[Point localization data]
Segment Open

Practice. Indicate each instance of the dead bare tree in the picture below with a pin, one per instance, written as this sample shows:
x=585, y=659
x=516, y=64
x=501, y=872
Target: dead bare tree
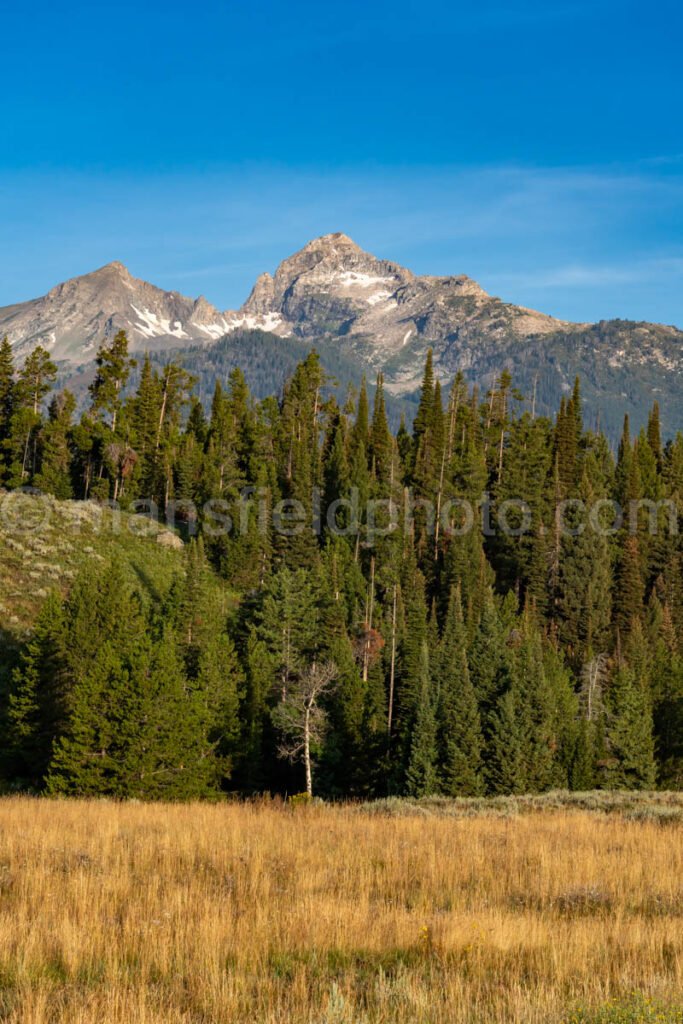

Segment Closed

Task directions: Print every record exactly, without the pictures.

Answer to this problem:
Practice. Indicate each instance of the dead bare tree in the picture below with a pin, one per instance, written as this sample shows:
x=585, y=659
x=516, y=64
x=501, y=872
Target: dead bare tree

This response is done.